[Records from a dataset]
---

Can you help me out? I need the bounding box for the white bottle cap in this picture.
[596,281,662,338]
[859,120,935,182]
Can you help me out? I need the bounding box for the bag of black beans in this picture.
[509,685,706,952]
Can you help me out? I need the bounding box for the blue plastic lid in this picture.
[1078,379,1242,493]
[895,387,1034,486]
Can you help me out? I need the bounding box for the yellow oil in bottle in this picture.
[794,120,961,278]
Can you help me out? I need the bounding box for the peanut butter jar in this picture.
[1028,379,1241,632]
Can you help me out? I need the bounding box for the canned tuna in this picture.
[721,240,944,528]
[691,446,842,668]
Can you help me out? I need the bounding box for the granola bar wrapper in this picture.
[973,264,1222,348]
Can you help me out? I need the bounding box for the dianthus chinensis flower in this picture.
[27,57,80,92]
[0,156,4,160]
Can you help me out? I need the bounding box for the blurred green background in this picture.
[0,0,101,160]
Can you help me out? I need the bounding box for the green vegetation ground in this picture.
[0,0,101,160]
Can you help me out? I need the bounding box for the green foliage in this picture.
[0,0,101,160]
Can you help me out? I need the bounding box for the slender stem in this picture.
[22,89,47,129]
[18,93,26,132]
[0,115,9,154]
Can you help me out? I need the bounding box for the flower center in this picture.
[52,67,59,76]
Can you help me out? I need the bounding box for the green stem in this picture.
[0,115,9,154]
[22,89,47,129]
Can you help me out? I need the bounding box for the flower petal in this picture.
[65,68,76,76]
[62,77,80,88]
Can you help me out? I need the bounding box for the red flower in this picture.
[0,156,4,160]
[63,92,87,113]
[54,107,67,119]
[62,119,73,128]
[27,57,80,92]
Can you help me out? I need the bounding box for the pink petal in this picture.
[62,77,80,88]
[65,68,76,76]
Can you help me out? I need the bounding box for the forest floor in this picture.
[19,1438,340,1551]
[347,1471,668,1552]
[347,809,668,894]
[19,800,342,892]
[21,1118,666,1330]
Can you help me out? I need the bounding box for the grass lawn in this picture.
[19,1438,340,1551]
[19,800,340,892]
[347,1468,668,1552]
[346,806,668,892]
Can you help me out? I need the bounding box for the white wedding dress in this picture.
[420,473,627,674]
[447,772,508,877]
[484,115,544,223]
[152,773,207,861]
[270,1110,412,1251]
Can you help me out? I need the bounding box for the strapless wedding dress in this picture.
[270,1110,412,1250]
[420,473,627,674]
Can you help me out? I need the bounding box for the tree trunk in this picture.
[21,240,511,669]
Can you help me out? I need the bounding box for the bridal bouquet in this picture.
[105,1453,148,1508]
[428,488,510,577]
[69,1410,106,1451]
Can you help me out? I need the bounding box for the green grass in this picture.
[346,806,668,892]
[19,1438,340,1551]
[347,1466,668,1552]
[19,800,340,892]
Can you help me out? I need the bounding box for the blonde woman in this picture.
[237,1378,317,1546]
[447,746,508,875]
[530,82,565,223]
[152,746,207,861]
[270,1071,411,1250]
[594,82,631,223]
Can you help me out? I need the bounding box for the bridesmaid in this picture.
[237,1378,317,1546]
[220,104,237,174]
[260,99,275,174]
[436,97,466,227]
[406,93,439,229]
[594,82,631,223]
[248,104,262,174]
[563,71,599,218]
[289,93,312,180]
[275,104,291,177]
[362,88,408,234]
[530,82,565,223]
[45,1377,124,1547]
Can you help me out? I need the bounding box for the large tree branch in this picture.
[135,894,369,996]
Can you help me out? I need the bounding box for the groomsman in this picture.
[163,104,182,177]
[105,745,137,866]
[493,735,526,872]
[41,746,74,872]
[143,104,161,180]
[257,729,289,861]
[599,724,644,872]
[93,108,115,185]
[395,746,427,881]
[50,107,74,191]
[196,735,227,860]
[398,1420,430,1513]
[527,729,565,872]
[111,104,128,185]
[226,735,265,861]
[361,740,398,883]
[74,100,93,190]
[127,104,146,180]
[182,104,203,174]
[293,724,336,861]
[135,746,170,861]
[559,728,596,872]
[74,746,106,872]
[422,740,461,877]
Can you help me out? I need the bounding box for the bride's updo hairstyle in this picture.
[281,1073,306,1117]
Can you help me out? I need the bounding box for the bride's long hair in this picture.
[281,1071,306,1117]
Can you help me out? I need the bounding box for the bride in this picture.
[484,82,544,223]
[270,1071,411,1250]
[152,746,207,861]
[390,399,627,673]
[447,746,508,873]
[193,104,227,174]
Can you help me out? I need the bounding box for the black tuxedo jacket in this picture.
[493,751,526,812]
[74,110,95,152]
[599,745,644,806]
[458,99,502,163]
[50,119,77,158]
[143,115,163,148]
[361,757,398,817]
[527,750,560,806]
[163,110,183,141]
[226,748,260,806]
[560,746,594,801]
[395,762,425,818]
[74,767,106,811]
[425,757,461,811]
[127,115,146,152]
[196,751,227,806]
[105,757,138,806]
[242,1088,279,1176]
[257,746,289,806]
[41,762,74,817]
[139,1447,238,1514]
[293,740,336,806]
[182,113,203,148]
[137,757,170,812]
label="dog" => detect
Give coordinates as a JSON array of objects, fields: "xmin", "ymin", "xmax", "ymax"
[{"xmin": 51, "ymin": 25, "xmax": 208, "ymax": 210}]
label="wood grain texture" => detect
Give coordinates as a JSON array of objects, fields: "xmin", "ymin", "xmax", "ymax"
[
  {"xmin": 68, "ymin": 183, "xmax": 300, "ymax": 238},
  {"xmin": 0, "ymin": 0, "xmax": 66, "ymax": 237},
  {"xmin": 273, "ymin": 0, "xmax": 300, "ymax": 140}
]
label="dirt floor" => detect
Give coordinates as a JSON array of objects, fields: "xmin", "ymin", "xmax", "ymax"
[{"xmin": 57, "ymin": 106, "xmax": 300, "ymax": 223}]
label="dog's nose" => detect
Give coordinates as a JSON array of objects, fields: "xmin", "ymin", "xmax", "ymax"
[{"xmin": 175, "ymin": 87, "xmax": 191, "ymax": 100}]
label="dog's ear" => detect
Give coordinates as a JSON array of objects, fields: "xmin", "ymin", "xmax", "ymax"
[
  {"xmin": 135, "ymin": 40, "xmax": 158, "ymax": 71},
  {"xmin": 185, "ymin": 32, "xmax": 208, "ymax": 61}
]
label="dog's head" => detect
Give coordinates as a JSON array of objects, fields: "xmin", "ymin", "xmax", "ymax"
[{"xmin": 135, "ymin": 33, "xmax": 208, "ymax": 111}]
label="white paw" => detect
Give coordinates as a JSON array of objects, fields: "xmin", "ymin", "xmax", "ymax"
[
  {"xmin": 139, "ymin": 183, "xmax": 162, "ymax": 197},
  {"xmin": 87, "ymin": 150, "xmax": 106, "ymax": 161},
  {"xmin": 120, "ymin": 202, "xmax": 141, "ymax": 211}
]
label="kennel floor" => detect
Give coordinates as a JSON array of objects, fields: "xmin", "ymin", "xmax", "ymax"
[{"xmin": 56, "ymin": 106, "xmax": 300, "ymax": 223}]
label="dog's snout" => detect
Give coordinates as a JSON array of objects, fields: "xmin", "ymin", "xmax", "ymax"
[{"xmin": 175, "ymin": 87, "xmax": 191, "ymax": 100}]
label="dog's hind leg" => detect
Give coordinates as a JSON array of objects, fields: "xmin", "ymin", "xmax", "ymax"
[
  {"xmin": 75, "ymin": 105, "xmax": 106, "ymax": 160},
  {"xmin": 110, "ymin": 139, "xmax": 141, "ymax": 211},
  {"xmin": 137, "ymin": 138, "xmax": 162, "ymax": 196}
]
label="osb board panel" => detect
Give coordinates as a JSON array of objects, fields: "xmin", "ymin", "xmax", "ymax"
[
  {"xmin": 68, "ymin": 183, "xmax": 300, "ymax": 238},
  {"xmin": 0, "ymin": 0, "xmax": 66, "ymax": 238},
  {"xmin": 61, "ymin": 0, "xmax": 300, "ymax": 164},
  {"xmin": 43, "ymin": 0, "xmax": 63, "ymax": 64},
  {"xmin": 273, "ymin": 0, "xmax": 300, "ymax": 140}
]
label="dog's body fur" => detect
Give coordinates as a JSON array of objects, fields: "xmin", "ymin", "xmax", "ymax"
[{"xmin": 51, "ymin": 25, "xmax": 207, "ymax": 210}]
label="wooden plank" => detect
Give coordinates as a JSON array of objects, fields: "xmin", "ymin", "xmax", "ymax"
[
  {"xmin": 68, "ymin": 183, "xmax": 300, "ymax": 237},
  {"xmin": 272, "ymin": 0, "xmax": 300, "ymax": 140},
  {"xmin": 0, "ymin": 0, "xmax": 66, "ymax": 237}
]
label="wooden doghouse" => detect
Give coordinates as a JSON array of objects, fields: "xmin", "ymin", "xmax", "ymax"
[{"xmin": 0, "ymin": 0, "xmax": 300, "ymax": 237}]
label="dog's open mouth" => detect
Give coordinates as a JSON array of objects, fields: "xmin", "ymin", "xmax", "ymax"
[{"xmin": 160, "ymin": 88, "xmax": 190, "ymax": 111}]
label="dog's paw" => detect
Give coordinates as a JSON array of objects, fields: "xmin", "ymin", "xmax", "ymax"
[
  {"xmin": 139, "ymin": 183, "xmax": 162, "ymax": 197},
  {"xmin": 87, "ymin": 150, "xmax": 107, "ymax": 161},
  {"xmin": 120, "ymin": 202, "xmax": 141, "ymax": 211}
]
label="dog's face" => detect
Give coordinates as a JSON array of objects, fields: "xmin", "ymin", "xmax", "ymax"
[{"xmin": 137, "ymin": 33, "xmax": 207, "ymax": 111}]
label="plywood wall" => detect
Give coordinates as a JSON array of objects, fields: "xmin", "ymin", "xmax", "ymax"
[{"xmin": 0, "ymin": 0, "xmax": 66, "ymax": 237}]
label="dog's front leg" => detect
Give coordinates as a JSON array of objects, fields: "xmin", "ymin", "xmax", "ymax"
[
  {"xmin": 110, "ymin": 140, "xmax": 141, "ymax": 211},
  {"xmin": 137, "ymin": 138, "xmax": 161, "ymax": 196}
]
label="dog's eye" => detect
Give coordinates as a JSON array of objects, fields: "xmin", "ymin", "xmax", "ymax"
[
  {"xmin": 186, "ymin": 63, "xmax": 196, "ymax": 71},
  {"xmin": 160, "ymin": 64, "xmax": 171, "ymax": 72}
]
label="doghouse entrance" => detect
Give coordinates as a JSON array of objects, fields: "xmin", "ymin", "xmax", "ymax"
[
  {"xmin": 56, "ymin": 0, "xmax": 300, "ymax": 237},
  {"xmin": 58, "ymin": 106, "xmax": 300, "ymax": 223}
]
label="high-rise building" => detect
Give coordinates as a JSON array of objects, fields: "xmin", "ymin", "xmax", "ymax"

---

[PROBLEM REQUIREMENTS] Reproduce everything from the beginning of the items down to the line containing "[794,120,961,278]", substituting "enclosing rectangle" for "bounding box" and keeping everything else unchanged.

[SOLUTION TO THIS TASK]
Can you help me out? I need the enclosing rectangle for the white bottle cap in this picture.
[596,281,662,338]
[859,120,935,182]
Can you help me out? I need the enclosing rectangle for the bag of black beans in this picture.
[509,685,706,952]
Can you help me out? I need the enclosing rectangle for the blue plastic lid in this picture.
[1078,379,1242,493]
[895,387,1034,486]
Can you help me out? I need the enclosing rectangle for the yellow oil in bottle in this picture.
[794,120,961,278]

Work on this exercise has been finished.